The task:
Count the lines in the listing below that contain the string "white", with case counting. Reply with the number alone.

Source data:
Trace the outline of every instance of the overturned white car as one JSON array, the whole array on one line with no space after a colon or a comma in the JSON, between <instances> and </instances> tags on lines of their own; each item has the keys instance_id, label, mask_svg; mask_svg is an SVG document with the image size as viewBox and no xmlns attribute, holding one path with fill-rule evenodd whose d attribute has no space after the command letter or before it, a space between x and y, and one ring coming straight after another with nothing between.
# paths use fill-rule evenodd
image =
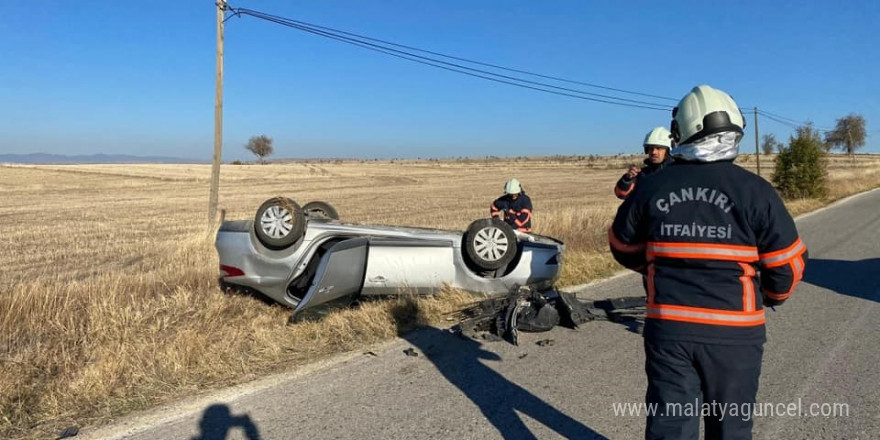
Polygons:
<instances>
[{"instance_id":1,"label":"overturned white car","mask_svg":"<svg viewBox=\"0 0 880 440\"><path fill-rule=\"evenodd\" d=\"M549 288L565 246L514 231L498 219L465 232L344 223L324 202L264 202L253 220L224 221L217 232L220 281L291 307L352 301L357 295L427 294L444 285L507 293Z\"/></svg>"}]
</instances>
* * *
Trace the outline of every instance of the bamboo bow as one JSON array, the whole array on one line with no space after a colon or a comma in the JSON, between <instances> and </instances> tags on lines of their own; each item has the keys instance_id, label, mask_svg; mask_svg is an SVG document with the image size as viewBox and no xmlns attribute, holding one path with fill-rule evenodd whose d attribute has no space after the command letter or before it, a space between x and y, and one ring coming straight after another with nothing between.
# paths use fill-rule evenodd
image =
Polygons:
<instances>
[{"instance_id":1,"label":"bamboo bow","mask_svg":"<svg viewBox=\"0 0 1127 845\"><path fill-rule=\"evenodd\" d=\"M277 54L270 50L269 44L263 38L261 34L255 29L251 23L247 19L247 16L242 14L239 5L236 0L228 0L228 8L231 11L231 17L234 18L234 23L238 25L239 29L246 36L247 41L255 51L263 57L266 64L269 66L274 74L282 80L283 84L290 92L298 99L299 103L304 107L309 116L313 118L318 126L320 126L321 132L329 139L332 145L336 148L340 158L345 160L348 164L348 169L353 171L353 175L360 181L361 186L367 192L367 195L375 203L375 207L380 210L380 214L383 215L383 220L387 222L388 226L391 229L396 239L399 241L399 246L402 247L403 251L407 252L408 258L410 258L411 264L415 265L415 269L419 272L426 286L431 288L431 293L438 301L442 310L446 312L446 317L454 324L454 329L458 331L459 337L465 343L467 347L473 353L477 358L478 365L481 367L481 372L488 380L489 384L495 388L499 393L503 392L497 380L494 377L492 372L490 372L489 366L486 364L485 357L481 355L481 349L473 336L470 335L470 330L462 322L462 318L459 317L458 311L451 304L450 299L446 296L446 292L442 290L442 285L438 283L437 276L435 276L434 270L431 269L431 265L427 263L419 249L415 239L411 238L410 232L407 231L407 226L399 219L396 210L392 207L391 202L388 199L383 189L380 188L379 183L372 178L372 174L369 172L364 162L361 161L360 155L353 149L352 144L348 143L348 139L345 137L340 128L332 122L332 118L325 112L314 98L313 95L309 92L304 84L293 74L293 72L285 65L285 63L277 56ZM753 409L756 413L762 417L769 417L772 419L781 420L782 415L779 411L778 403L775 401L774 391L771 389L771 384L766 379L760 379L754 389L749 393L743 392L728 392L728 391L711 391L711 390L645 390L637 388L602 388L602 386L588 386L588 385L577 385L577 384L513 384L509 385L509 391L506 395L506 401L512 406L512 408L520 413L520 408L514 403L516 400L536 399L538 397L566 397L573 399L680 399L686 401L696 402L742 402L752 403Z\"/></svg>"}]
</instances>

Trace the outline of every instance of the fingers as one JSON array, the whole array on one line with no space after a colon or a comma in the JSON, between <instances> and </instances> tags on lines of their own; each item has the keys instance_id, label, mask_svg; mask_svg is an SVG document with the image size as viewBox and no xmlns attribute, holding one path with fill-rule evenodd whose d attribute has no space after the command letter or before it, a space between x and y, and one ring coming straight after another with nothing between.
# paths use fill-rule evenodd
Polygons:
==
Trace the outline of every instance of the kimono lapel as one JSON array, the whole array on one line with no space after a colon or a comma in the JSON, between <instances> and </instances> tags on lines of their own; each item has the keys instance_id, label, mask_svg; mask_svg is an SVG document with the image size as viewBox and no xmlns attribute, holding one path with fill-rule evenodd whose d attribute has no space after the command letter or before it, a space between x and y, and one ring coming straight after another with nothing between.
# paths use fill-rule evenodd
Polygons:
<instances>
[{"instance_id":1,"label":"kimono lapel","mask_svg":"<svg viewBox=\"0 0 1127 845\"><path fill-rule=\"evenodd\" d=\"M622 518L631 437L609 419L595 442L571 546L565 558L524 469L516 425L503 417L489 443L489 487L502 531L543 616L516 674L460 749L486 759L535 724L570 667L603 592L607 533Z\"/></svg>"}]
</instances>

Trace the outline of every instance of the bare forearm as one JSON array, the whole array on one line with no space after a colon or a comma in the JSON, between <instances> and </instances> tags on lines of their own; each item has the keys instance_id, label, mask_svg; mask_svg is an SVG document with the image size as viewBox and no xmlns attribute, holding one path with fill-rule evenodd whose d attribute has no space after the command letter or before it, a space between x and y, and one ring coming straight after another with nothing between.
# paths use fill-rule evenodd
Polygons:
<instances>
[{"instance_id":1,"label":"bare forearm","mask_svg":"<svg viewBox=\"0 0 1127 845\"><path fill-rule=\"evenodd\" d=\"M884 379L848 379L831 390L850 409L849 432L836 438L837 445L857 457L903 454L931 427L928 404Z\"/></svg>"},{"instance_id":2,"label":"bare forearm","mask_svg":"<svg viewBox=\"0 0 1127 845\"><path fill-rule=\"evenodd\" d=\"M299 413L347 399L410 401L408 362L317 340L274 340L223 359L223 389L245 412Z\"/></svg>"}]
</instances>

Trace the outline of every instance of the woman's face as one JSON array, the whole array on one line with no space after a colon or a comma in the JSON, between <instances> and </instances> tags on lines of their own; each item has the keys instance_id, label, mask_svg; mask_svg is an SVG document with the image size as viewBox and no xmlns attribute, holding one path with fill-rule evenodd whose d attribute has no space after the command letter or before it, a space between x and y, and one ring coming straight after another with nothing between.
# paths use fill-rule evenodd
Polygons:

Final answer:
2